Die Fähigkeit des Lügens entfaltet sich beim Menschen so wie das Laufen oder die Sprache. Im Alter von zwei bis drei Jahren belügen rund 30 bis 50 % der Kinder ihre Eltern, auch wenn diese Lügen sehr offensichtlich und banal sind. Im Alter von 4 Jahren sind 80 % der Kinder in der Lage, Lügen zu formulieren. Sie tun es auch regelmäßig, verwechseln Lügen jedoch häufig mit der Fantasie und der Realität.
Zwischen dem 5. und 10. Lebensjahr, mit dem Beginn der Entwicklung einiger Gehirnregionen und exekutiver Funktionen, beginnen Kinder zu verstehen, was eine Lüge bedeutet und welche Auswirkungen eine Unwahrheit haben kann. In diesem Alter sind Kinder daher besser in der Lage, diesen Drang zu unterdrücken und die Wahrheit zu sagen. Ab einem Alter von 11 Jahren sind sie schließlich in der Lage, zwischen Wahrheit und Lüge zu unterscheiden.
Warum lügen wir?
Wie bereits erwähnt, haben Lügen eine biologische Komponente, denn es handelt sich um einen Überlebensmechanismus. Bei bestimmten Bedrohungen können Unwahrheiten von Vorteil sein. Kinder lernen damit, die Einstellungen, die Grenzen und die Überzeugungen anderer vorherzusagen. In diesem Sinne sind Lügen auch ein Training, um in bestimmten Situationen richtig reagieren zu können.

====================

* [AUFGABE] Schreiben Sie den Text über das Lügen von „Wie bereits erwähnt, haben“ bis „reagieren zu können.“ neu und setzen Sie dabei „Schutzmechanismus“ an die Stelle von „Überlebensmechanismus“.

* [Fotobasierte Daten zu verweisenden Ausdrücken]
====================

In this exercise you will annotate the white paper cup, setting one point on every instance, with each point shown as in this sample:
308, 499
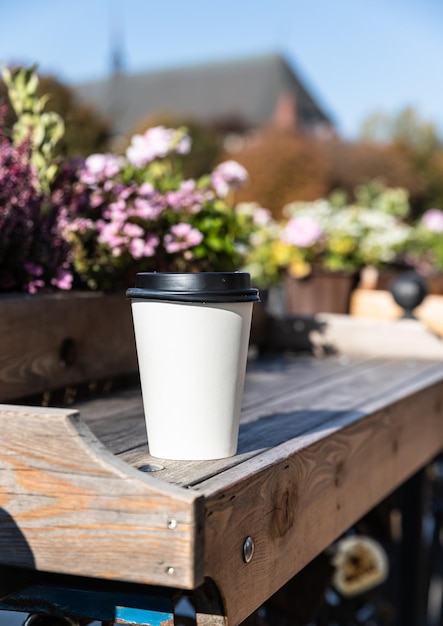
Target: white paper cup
192, 336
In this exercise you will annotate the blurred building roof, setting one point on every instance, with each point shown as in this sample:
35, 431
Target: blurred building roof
255, 92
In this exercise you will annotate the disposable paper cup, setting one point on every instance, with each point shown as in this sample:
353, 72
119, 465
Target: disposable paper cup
192, 335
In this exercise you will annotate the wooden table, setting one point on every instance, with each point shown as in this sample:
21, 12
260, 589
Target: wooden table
322, 441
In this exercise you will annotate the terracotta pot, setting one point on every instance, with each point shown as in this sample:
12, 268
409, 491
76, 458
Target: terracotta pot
320, 292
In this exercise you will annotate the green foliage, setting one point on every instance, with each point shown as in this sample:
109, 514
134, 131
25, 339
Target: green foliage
43, 129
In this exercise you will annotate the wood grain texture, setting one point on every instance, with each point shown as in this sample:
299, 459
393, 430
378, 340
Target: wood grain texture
322, 440
68, 505
299, 497
35, 356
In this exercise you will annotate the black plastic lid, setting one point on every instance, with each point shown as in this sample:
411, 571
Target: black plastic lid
194, 287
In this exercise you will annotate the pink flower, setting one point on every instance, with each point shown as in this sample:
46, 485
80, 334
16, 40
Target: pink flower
63, 280
139, 248
145, 209
433, 220
156, 143
302, 231
228, 176
181, 237
99, 167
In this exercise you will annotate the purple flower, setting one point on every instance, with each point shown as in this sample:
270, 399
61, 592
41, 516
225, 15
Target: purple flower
63, 280
181, 237
228, 176
145, 209
302, 231
433, 220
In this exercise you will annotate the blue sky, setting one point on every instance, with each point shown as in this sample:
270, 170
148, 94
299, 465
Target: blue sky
356, 56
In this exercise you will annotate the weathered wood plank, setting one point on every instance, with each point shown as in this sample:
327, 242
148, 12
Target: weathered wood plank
302, 494
67, 505
303, 402
58, 340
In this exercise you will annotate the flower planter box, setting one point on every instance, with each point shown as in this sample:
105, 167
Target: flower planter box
320, 292
379, 304
61, 340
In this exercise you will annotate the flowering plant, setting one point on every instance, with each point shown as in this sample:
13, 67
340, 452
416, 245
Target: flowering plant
424, 248
94, 223
33, 252
332, 235
142, 215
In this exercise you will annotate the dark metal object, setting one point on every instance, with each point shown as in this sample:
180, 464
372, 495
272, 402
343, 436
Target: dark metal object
409, 290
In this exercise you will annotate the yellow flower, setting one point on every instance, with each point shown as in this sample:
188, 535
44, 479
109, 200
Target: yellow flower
299, 268
281, 253
343, 246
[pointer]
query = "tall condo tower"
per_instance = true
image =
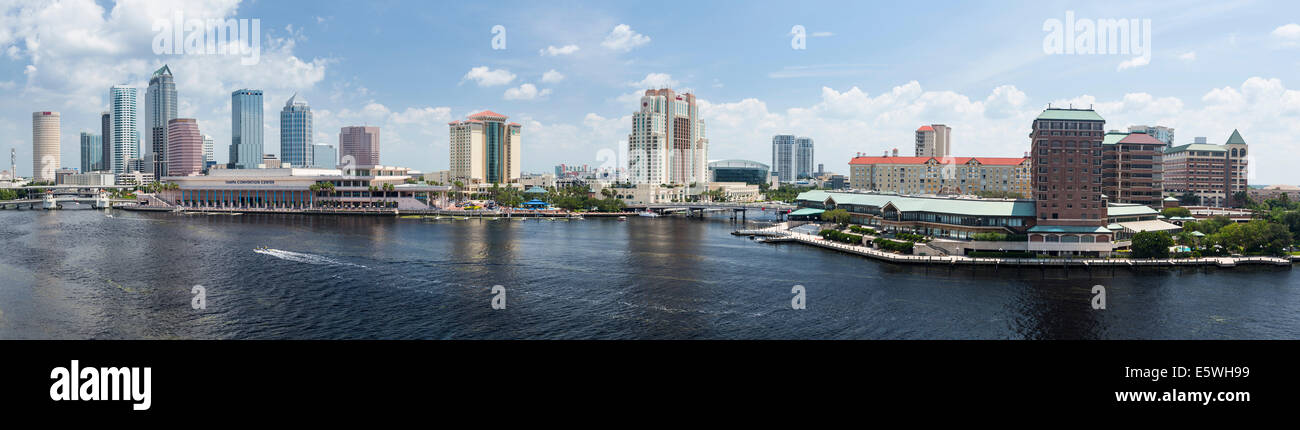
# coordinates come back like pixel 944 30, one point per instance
pixel 44 146
pixel 159 108
pixel 295 133
pixel 359 143
pixel 246 129
pixel 485 148
pixel 667 143
pixel 125 134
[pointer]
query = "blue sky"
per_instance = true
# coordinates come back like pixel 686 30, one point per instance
pixel 871 72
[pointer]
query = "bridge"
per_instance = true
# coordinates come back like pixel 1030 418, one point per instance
pixel 52 200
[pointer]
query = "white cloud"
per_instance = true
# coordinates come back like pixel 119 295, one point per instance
pixel 486 77
pixel 1132 63
pixel 525 91
pixel 655 81
pixel 420 130
pixel 73 51
pixel 562 51
pixel 1290 31
pixel 997 124
pixel 553 77
pixel 623 38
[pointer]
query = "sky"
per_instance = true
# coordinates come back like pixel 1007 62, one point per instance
pixel 857 77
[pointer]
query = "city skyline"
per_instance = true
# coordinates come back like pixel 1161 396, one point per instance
pixel 573 112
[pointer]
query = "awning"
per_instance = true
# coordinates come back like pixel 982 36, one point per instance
pixel 1153 225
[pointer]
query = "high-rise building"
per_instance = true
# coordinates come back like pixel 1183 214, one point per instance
pixel 246 129
pixel 295 133
pixel 324 156
pixel 667 143
pixel 1131 165
pixel 485 148
pixel 159 109
pixel 44 146
pixel 934 140
pixel 208 156
pixel 1213 174
pixel 932 176
pixel 1160 133
pixel 91 151
pixel 105 137
pixel 1070 209
pixel 783 157
pixel 804 159
pixel 185 147
pixel 126 135
pixel 359 146
pixel 739 170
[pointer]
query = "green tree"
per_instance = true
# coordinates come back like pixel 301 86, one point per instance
pixel 1152 244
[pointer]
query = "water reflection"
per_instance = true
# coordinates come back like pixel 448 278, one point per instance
pixel 85 274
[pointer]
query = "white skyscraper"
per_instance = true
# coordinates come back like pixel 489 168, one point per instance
pixel 44 146
pixel 207 150
pixel 667 143
pixel 482 148
pixel 126 138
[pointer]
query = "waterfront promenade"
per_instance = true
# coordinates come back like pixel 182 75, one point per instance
pixel 781 233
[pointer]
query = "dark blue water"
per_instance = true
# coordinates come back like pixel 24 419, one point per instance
pixel 83 274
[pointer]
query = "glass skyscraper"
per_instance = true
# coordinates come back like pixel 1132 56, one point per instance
pixel 295 133
pixel 92 152
pixel 783 157
pixel 126 137
pixel 105 137
pixel 246 129
pixel 324 156
pixel 802 157
pixel 159 108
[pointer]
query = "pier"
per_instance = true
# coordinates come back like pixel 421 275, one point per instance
pixel 779 233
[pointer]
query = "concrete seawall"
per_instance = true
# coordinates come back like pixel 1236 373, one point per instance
pixel 780 234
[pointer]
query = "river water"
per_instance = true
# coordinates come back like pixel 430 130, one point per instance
pixel 81 274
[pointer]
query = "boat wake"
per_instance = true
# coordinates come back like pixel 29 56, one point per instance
pixel 306 257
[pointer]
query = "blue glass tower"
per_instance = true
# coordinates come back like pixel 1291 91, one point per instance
pixel 295 133
pixel 246 129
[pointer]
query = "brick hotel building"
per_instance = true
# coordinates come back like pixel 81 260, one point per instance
pixel 1071 213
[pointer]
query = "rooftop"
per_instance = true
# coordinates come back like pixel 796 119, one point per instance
pixel 1070 114
pixel 1235 138
pixel 1113 137
pixel 737 164
pixel 1139 138
pixel 995 161
pixel 1196 147
pixel 970 207
pixel 486 114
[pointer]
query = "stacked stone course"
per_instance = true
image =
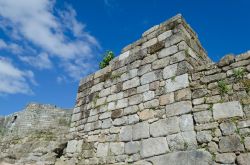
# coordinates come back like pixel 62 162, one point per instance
pixel 159 103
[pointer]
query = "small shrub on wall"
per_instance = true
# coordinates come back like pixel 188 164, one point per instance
pixel 108 56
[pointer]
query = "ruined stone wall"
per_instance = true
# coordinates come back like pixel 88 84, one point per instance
pixel 35 117
pixel 36 135
pixel 159 103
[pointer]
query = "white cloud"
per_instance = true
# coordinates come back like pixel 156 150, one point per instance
pixel 41 61
pixel 14 80
pixel 37 22
pixel 3 45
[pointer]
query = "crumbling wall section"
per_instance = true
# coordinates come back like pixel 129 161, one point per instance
pixel 163 101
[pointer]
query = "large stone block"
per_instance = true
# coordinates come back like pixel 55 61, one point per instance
pixel 184 158
pixel 243 159
pixel 178 108
pixel 165 127
pixel 102 149
pixel 148 77
pixel 168 51
pixel 227 110
pixel 231 143
pixel 117 148
pixel 153 146
pixel 176 83
pixel 176 142
pixel 140 130
pixel 189 138
pixel 131 83
pixel 169 71
pixel 132 147
pixel 186 123
pixel 126 133
pixel 226 158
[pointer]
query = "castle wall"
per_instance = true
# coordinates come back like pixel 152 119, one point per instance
pixel 35 117
pixel 159 103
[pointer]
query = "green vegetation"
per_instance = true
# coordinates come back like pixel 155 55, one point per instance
pixel 239 73
pixel 246 84
pixel 173 78
pixel 116 75
pixel 223 88
pixel 108 56
pixel 64 122
pixel 2 131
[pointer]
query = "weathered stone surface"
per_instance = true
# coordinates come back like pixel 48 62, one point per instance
pixel 213 78
pixel 204 136
pixel 102 149
pixel 186 123
pixel 146 114
pixel 243 124
pixel 199 93
pixel 132 119
pixel 225 158
pixel 161 63
pixel 151 104
pixel 165 127
pixel 165 35
pixel 149 95
pixel 180 56
pixel 135 99
pixel 140 130
pixel 189 138
pixel 183 157
pixel 132 147
pixel 175 142
pixel 166 99
pixel 228 128
pixel 183 95
pixel 148 77
pixel 203 116
pixel 243 159
pixel 116 148
pixel 227 110
pixel 131 83
pixel 178 108
pixel 72 146
pixel 226 60
pixel 126 133
pixel 149 43
pixel 176 83
pixel 230 144
pixel 169 71
pixel 122 103
pixel 153 146
pixel 168 51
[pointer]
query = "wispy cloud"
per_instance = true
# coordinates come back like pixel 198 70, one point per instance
pixel 41 61
pixel 57 37
pixel 14 80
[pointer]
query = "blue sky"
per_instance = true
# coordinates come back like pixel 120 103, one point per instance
pixel 47 46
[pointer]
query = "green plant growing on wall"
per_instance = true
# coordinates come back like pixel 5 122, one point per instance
pixel 223 88
pixel 108 56
pixel 239 73
pixel 246 84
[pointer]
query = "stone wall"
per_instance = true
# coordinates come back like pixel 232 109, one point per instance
pixel 163 101
pixel 34 117
pixel 38 134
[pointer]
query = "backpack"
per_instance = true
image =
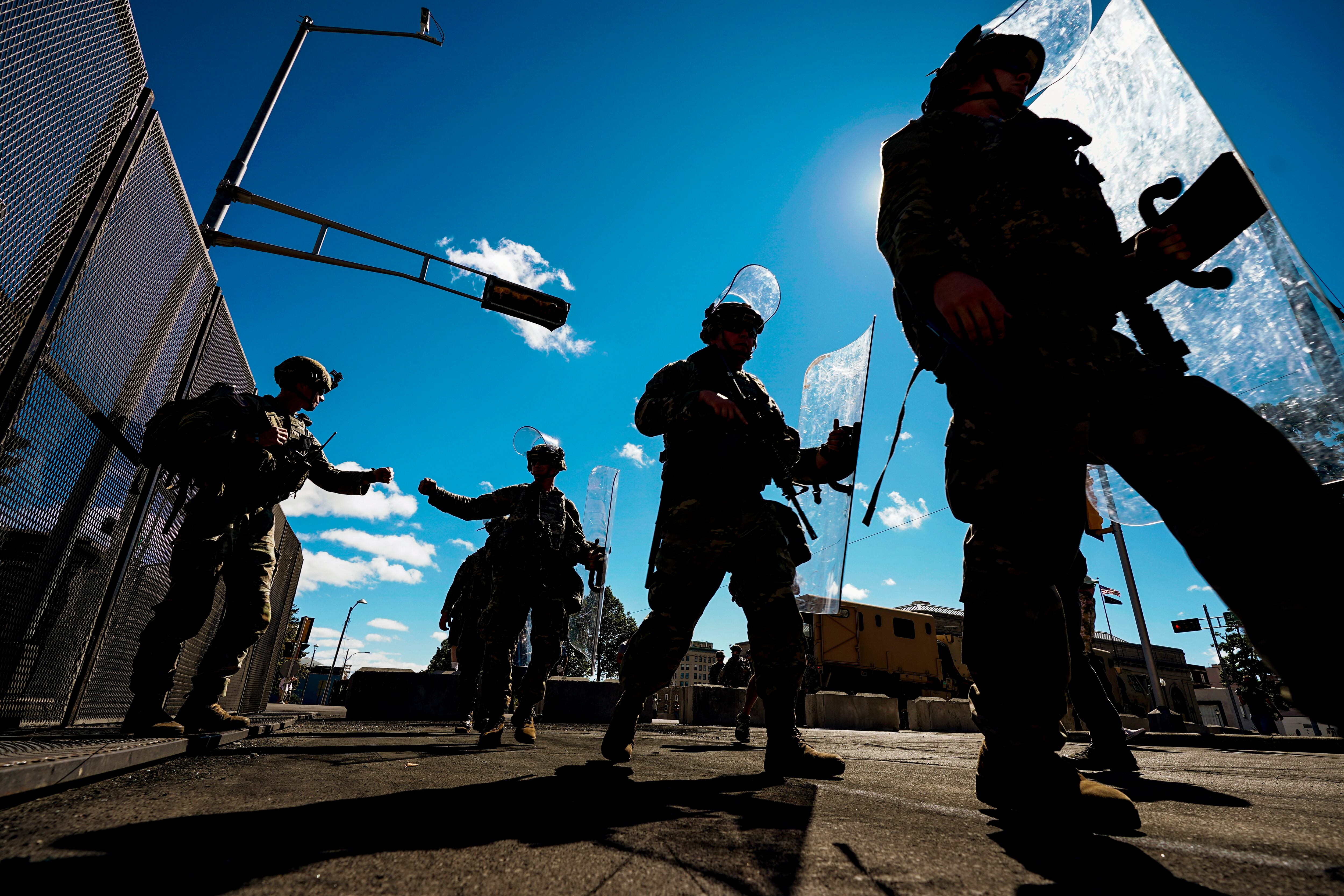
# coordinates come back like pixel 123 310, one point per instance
pixel 163 444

====================

* [LÖSUNG]
Wie bereits erwähnt, haben Lügen eine biologische Komponente, denn es handelt sich um einen Schutzmechanismus. Bei bestimmten Bedrohungen können Unwahrheiten von Vorteil sein. Kinder lernen damit, die Einstellungen, die Grenzen und die Überzeugungen anderer vorherzusagen. In diesem Sinne sind Lügen auch ein Training, um in bestimmten Situationen richtig reagieren zu können.